Segment Open

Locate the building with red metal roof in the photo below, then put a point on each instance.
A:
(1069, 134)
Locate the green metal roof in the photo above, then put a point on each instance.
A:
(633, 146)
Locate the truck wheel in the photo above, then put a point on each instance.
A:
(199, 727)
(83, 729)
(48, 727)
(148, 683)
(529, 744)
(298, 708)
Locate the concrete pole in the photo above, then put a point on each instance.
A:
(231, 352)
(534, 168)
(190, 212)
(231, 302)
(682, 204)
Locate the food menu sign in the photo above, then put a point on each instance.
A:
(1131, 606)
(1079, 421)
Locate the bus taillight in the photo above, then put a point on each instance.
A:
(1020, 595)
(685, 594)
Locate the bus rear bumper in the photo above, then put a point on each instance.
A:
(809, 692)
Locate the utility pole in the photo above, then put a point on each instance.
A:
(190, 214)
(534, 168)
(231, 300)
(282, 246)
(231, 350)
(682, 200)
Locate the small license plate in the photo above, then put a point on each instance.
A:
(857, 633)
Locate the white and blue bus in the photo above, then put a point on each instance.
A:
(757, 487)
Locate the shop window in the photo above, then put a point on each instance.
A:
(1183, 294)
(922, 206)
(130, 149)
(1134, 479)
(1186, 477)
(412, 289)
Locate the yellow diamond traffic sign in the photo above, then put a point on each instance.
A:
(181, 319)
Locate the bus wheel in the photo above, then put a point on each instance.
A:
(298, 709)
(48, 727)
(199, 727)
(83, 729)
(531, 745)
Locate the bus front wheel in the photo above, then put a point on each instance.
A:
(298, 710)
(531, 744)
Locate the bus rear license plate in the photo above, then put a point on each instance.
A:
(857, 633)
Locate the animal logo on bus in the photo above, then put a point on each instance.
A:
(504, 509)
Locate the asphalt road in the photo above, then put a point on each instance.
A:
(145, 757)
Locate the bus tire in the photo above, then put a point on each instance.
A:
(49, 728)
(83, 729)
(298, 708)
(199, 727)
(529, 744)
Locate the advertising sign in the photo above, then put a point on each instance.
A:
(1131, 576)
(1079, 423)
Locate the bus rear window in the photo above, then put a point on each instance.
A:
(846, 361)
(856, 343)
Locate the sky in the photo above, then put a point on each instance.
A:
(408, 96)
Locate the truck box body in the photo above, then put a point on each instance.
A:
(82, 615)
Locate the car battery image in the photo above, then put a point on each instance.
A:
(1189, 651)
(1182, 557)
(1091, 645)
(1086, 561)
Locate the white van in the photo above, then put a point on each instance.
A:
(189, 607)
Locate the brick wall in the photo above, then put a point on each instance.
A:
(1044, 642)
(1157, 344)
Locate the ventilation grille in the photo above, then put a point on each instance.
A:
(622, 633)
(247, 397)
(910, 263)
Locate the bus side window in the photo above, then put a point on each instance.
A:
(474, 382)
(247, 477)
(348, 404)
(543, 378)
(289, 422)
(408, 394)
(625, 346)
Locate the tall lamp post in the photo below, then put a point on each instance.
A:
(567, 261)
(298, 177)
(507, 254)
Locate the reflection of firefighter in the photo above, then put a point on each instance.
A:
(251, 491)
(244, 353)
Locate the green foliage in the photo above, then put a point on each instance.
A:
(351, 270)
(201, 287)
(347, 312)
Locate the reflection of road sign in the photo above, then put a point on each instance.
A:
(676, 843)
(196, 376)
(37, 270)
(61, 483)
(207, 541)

Segment Closed

## BRIEF
Exactly as written above, set down the whole listing again.

## TASK RESULT
Locate the building with red metal roof in the photo below, then put a point on each instance.
A:
(1069, 134)
Locate the green metal roof in the photo above, then put a point on each instance.
A:
(633, 146)
Locate the truck wheel in the photo above, then put a point on each instance.
A:
(199, 727)
(83, 729)
(48, 727)
(148, 683)
(529, 744)
(298, 708)
Locate the concrete pole in the photo above, then put a point on each instance.
A:
(231, 352)
(534, 168)
(190, 212)
(231, 302)
(682, 204)
Locate the food menu sign in the photo above, then put a point on each instance.
A:
(1131, 606)
(1079, 421)
Locate the bus taillight in the photo above, then put a point on each instance.
A:
(1020, 595)
(685, 594)
Locate the bus rear bumper in the photo above, then put a point on each instance.
A:
(809, 692)
Locate the utility pole in the photo above, then put a point on each instance.
A:
(190, 214)
(534, 168)
(231, 300)
(282, 246)
(231, 350)
(682, 200)
Locate the small license plate in the photo above, then put a point on each instance.
A:
(857, 633)
Locate the white and blue bus in the photo above, then put a point on each instance.
A:
(757, 487)
Locate the shop window in the photo above, then put a point on each instance.
A:
(1183, 294)
(922, 206)
(130, 149)
(1134, 479)
(1186, 477)
(412, 289)
Locate the yellow diamond traffic sign in the photo above, then put a point on each instance.
A:
(181, 319)
Locate the bus wheel in the photo above, then put a point on each instance.
A:
(298, 709)
(48, 727)
(199, 727)
(83, 729)
(531, 745)
Locate the bus front wheel in the photo above, then put a point on each instance.
A:
(298, 710)
(531, 744)
Locate the bus rear license plate in the photo above, then put a point on each instance.
A:
(857, 633)
Locate the animal logo on bus in the photo above, then put a point on each instance.
A:
(504, 509)
Locate the asphalt road in the photo above, then put a point on each instance.
A:
(145, 757)
Locate the bus tire in the photo above, then put a point on each instance.
A:
(49, 728)
(83, 729)
(298, 708)
(199, 727)
(529, 744)
Locate the advertising sign in the photo above, then put a point on each instance.
A:
(1131, 576)
(1079, 423)
Locate the bus rear window in the photo above, then put a point on each instance.
A:
(846, 361)
(856, 343)
Locate the sky in the photo above, then put a point on each instance.
A:
(408, 96)
Locate the truck box body in the photo above, then put a point on each instance.
A:
(82, 615)
Locate the car battery image in the photo above, then put a point on each instance.
A:
(1189, 651)
(1182, 557)
(1091, 645)
(1086, 561)
Locate the white van in the photo above, then put a point on each instance.
A:
(189, 607)
Locate the brick wall in the photo above, then put a point on each instance.
A:
(1044, 642)
(1157, 344)
Locate the ventilation grille in the photo above, then put a point on each instance.
A:
(622, 633)
(247, 397)
(910, 263)
Locate the bus side window in the photo above, then put a point on each instance.
A:
(474, 382)
(247, 477)
(348, 404)
(543, 378)
(289, 422)
(408, 394)
(625, 346)
Locate the tall lamp post in the photo below, then put a point on each instance.
A:
(567, 261)
(298, 177)
(507, 254)
Locate the reflection of firefighter in the photo above, then put a point on each instance.
A:
(251, 491)
(244, 353)
Locate the green foliage in the photo above, then put a point on each instance.
A:
(351, 270)
(201, 287)
(347, 312)
Locate the reflection of road sign in the photo above, then put a point on each instance.
A:
(676, 843)
(196, 376)
(37, 270)
(61, 483)
(207, 541)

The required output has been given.